● **THE REQUEST**
Could you copy out every line of the material below, requests included, with each point coordinate in the answers scaled by 2.25 and rounded to a whole number (halves going up), while the requests and their sample points stay unchanged? Leave the pictures out.

** start of GIVEN INFORMATION **

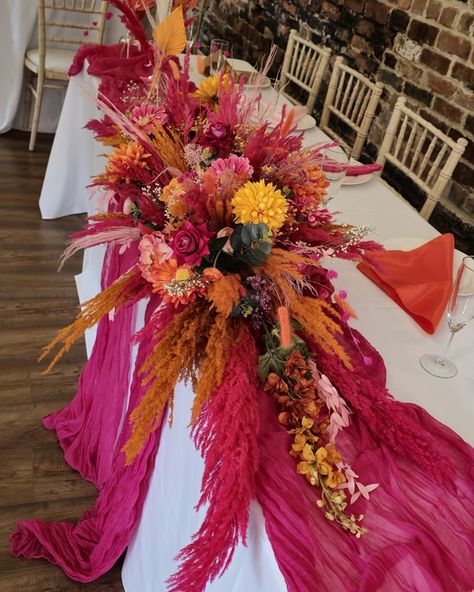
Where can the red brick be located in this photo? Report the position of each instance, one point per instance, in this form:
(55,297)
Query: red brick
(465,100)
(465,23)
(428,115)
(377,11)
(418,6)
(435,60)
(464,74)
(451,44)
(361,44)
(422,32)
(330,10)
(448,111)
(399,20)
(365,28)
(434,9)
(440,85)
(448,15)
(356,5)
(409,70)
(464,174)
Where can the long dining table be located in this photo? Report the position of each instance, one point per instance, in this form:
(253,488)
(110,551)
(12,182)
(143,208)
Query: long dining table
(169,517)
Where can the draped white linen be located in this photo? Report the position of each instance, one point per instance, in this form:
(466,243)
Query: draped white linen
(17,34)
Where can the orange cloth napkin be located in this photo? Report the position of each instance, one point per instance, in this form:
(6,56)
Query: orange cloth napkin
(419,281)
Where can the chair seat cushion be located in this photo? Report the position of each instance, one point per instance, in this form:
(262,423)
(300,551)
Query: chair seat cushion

** end of GIVEN INFORMATION **

● **OUTPUT OF THE TASK**
Where can the red brick be located in this photo? Report the position of each instance, one point per instance, in this form:
(55,297)
Query: red brick
(1046,225)
(1046,52)
(963,259)
(848,25)
(941,14)
(979,135)
(1044,167)
(1015,99)
(812,99)
(950,72)
(743,23)
(1008,250)
(898,45)
(821,63)
(977,20)
(990,191)
(1008,34)
(801,11)
(920,158)
(1044,392)
Where can the long dining table be located in this photo? Report the position of each instance, one point per instance, in this form:
(253,488)
(110,551)
(12,182)
(143,208)
Query: long dining table
(380,1163)
Where can the draped white linen be located in this photo? Report the position of each instance, one point per instance, in this form:
(466,243)
Query: draped white linen
(38,77)
Where can the orange cloth napkin be located in this photo? Report the position of each instance, one point per instance, in this form:
(6,56)
Query: orange cloth napkin
(943,632)
Where can the chair seat cushion be located in this photo? Report the position of each instance, one point per instance, in this form:
(262,423)
(300,551)
Query: chair seat cushion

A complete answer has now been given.